Problema a resolver
Com base no texto sobre o caso do fotógrafo Sérgio Silva, responda:
(a) Quantos anos antes Alex Silveira sofreu a mesma violência?
(b) Quem preside a Arfoc-SP?
(c) Qual era o valor da indenização pedida pelo fotógrafo contra o Estado?

Texto apresentado
Sérgio Silva levou um tiro de bala de borracha, em 2013, durante a cobertura de um protesto. Reveja vídeo com a conversa entre Sérgio e Alex Silveira, que sofreu a mesma violência há 16 anos atrás.
É uma decisão desastrosa que atinge o fotógrafo Sérgio Silva diretamente, mas também é uma agressão ao jornalismo”, disse Marcos Alves, presidente da Arfoc-SP (Associação de Repórteres Fotográficos e Cinematográficos no Estado de São Paulo) sobre a decisão do decisão do juiz Olavo Zampol Júnior, da 10ª Vara da Fazenda Pública de São Paulo.
Júnior negou o pedido de indenização, feito pelo fotógrafo contra o Estado, no valor de R$ 1,2 milhão, mais uma pensão e o reembolso de despesas médicas por ter sido atingido por uma bala de borracha disparada pela Polícia Militar, em junho de 2013, durante um protesto contra o reajuste das tarifas do transporte coletivo. Silva estava trabalhando, fotografando a manifestação, foi atingido e perdeu a visão no olho esquerdo.

Trechos dos registros
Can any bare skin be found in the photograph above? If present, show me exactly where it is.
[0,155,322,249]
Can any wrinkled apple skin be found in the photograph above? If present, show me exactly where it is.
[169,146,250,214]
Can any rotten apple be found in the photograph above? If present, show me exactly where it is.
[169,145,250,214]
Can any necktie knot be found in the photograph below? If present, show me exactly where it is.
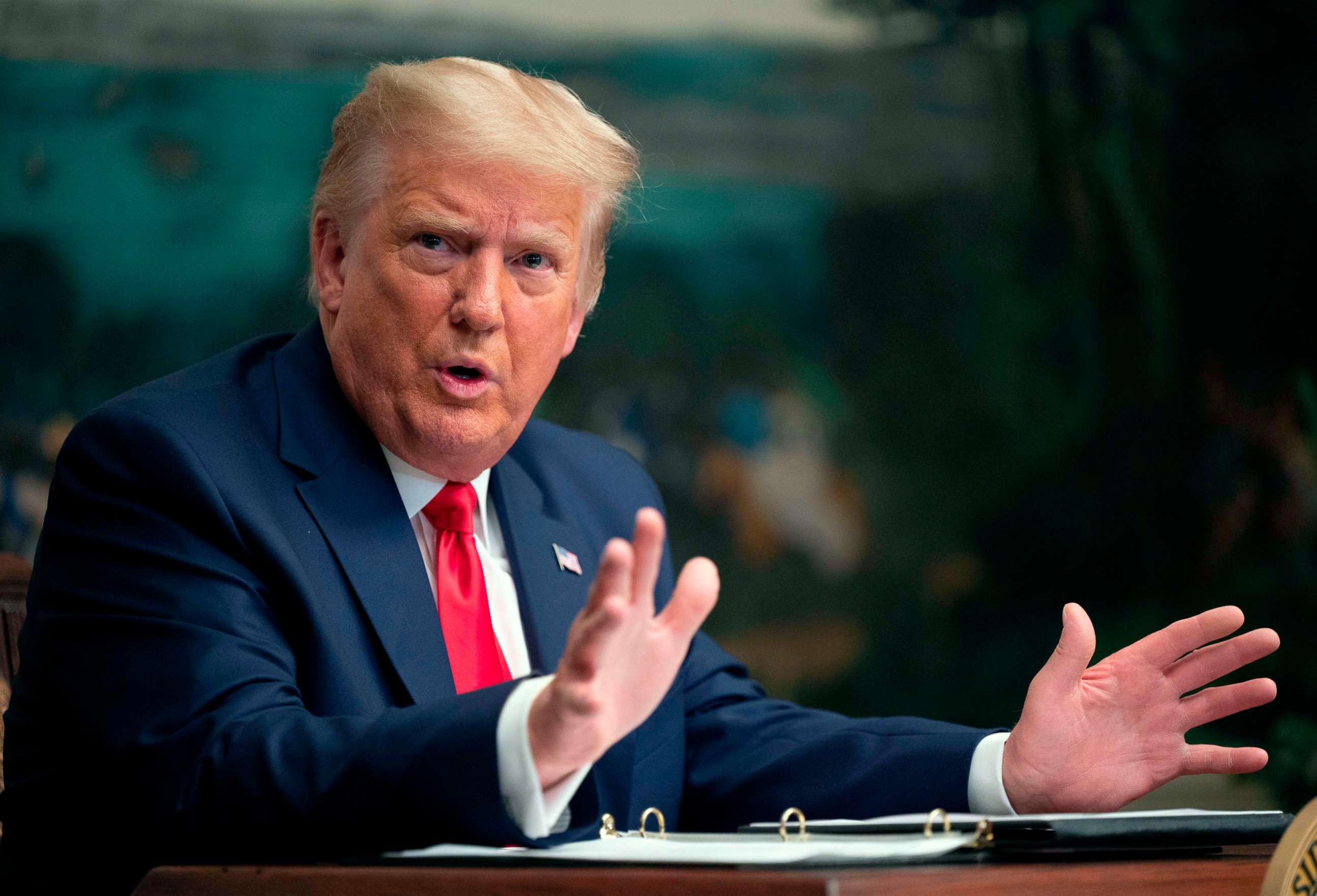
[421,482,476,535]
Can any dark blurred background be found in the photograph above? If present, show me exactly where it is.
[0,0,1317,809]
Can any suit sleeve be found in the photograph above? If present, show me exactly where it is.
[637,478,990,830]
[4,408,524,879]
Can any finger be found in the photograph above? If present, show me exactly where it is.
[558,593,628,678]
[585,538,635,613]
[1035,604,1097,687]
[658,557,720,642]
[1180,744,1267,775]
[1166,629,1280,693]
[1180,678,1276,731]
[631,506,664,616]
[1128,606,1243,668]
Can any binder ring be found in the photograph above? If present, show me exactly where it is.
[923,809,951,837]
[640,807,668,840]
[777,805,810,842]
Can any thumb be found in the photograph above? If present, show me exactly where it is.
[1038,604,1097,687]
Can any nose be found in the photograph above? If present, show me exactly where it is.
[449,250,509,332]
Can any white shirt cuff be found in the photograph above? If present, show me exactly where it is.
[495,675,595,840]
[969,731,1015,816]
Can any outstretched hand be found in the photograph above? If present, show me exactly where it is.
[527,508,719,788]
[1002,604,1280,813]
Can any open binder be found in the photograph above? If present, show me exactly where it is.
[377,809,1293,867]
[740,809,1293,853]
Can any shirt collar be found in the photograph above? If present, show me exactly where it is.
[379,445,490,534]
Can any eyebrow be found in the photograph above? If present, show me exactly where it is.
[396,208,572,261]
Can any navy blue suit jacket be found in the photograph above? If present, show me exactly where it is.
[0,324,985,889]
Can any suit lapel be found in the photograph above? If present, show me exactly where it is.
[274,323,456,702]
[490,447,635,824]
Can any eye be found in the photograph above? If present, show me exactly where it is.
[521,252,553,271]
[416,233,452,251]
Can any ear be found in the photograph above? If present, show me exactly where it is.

Resposta do exercício
(a) 16 anos.
(b) Marcos Alves.
(c) R$ 1,2 milhão.